→ **What the task requires**: Each line below should be reproduced without any alteration.

→ **Items**:
********
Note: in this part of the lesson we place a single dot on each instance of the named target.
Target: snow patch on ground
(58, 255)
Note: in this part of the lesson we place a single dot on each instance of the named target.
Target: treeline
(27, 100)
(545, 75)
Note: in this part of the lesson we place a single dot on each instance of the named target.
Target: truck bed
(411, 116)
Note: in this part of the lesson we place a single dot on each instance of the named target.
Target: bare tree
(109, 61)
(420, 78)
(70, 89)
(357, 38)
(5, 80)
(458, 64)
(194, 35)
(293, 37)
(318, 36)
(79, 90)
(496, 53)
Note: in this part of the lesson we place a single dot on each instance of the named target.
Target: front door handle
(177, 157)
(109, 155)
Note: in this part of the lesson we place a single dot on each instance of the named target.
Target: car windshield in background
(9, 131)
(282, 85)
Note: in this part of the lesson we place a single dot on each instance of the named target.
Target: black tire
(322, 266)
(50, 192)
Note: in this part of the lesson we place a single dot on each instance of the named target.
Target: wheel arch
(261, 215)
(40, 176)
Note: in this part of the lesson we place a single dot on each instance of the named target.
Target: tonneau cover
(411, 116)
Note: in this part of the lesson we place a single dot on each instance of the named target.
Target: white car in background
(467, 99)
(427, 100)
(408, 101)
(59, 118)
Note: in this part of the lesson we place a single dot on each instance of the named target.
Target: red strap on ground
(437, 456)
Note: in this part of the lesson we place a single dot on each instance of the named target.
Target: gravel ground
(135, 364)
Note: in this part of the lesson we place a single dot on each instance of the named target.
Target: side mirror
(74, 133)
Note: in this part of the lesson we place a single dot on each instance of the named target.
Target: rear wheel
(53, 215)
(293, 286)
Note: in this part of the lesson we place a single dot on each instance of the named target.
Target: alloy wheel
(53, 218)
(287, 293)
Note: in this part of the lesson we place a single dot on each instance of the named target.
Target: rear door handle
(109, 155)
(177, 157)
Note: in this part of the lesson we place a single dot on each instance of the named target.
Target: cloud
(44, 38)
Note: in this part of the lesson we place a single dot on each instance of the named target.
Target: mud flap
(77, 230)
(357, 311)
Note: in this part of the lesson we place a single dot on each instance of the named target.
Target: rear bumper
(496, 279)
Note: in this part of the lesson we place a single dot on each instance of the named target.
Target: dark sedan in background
********
→ **In response**:
Note: in this part of the lesson we place a single dot on each instance of the named target.
Target: snow patch on ground
(58, 255)
Note: in this part of the lesson we place a single dot on each instance of the named target.
Target: treeline
(27, 100)
(545, 75)
Note: in this part of the lesson we place a single dot on each instance of the named target.
Target: truck bed
(411, 116)
Note: in this part of the lesson we place a single dot on each instance of the named target.
Target: bare tree
(109, 61)
(420, 78)
(70, 89)
(357, 38)
(5, 80)
(458, 64)
(194, 35)
(293, 37)
(318, 36)
(79, 90)
(496, 53)
Note: in this part of the lesson we place a single dot on each instance of the named target.
Target: front door handle
(177, 157)
(109, 155)
Note: in this part of the lesson we place a single dot on each instance of the named target.
Target: car windshield in background
(9, 131)
(282, 85)
Note: in this part of the lesson we place a single dot on each instance of the named target.
Target: black tire
(322, 266)
(50, 192)
Note: in this part of the lesson we place a single dot on each instance of the named target.
Target: wheel arch
(261, 215)
(40, 176)
Note: in this part of the lesson we place a single dot on each instance of the named target.
Target: tonneau cover
(411, 116)
Note: in this part of the lesson we place a single dot on each instance of the named target.
Target: white car in background
(467, 99)
(427, 100)
(408, 101)
(59, 118)
Note: in this part of the lesson we place a single dot on each instance of the named target.
Target: red strap on ground
(437, 456)
Note: in this part of the lesson we place a single dot on each instance of the named target.
Target: gravel ground
(135, 364)
Note: in this part of the lesson we place a single dot on each instance of the named target.
Target: side mirror
(74, 133)
Note: in this part of the lesson we place a single dot on each instance of the named target.
Target: rear wheel
(53, 215)
(293, 286)
Note: in this part of the lesson we place a single dot on each instance of the named target.
Target: alloy wheel
(53, 218)
(287, 293)
Note: in this part of the lesson we place a single dot on each instance of the named target.
Target: rear door handle
(109, 155)
(177, 157)
Note: in this part of the lesson we place a single dot on each instance of the named target.
Target: cloud
(44, 38)
Note: in this part of the lesson we place a single dot on each instance of the named target.
Target: mud flap
(77, 230)
(357, 311)
Note: in this part of the lesson we place a single dot on each instance of the named target.
Target: rear bumper
(496, 279)
Note: in this part of the lesson we place a single dot on each instance of the named target.
Target: dark sedan in background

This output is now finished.